- _TRY IT_: Repeat the part of the excerpt about the DEPth lab's citizen science work that starts at "And in an age" and ends at "and northern communities.", word for word.

- _EXCERPT_:
By building capacity in the DEPth lab, Katapally is hoping to address challenges in areas that include active living, child and youth health, climate change, food security and sovereignty, global health, Indigenous health, infectious disease, mental health and substance misuse.
“The cool thing about citizen science is you can apply it to many problems,” Katapally said. “From a health-care perspective, we see the long wait times in emergency rooms right now and people going to the ER for preventive care. Can we address some of these issues of people who don’t have access to a family doctor to get the services they need? Can we build digital platforms to provide support to youth in real time if they have anxiety or depression ─ not just in urban areas but in rural and remote areas where access is low? We’re looking to use digital tools to minimize some of those issues.”
The DEPth lab uses the Smart platform, an innovative “big data toolkit” Katapally developed that allows researchers to engage citizen scientists in real-time, primarily through ubiquitous tools such as smartphones and smartwatches.
“The smartphone is an incredible tool that promotes equity,” he said. “It levels the playing field across different demographics of people with different socioeconomic status.”
And in an age of misinformation, where “alternative facts” challenge scientific rigour, Katapally is inspired by the potential of smartphones to source data “driven by the people for the people.”
“One of the big reasons I enjoy working in citizen science is it is an ethical way to engage with populations to obtain big data. You engage with citizens from the conceptualization of a set project, including them in the decision-making about what data you will collect and how you will collect it,” he said.
Such was the case in 2020, when the DEPth lab worked with citizens in Ille-a-la-Crosse, Saskatchewan to develop Co-Away, a mobile app designed to help monitor and better manage the spread of COVID-19 in Indigenous and northern communities.
With residents volunteering to monitor and report any COVID-19 symptoms, Katapally is hopeful the data will provide evidence to help northern communities be better prepared for subsequent waves of COVID-19 and other future potential health threats.

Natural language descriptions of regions
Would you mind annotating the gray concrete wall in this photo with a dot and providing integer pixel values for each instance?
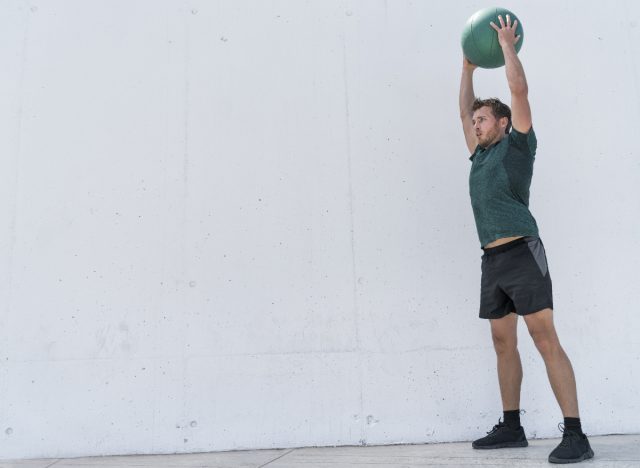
(245, 224)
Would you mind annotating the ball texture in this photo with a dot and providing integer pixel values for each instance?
(480, 41)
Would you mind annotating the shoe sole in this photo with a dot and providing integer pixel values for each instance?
(584, 456)
(522, 443)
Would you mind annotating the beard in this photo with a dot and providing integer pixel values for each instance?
(489, 137)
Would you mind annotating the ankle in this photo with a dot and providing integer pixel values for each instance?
(573, 424)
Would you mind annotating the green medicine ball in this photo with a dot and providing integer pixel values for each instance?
(480, 41)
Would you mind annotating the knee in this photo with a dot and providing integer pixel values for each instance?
(546, 342)
(504, 344)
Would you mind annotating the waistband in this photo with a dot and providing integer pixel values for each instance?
(508, 246)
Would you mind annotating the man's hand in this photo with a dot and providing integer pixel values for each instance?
(506, 32)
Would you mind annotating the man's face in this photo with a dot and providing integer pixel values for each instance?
(486, 126)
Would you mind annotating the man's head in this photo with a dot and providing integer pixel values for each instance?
(491, 120)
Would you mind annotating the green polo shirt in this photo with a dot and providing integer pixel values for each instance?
(499, 187)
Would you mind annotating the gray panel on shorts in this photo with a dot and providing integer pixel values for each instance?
(537, 249)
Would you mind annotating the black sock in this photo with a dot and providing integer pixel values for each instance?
(573, 424)
(512, 418)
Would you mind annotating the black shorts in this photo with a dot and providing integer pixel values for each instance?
(515, 278)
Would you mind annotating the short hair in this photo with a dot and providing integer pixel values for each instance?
(499, 109)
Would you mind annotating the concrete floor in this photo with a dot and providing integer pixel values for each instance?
(611, 451)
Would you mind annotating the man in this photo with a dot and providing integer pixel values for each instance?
(515, 277)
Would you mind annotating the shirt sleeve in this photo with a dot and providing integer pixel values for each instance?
(476, 151)
(525, 141)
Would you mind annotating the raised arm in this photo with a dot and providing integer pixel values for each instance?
(466, 102)
(520, 109)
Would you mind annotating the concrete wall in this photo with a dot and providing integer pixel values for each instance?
(245, 224)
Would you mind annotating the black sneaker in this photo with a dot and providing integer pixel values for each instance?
(502, 436)
(573, 449)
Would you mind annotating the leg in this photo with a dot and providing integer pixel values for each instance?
(505, 342)
(559, 370)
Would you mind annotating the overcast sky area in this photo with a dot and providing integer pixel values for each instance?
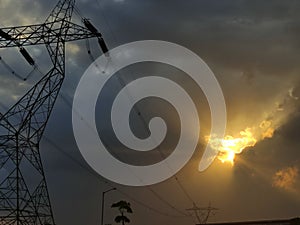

- _RESPONSE BOX_:
And in an age of misinformation, where “alternative facts” challenge scientific rigour, Katapally is inspired by the potential of smartphones to source data “driven by the people for the people.”
“One of the big reasons I enjoy working in citizen science is it is an ethical way to engage with populations to obtain big data. You engage with citizens from the conceptualization of a set project, including them in the decision-making about what data you will collect and how you will collect it,” he said.
Such was the case in 2020, when the DEPth lab worked with citizens in Ille-a-la-Crosse, Saskatchewan to develop Co-Away, a mobile app designed to help monitor and better manage the spread of COVID-19 in Indigenous and northern communities.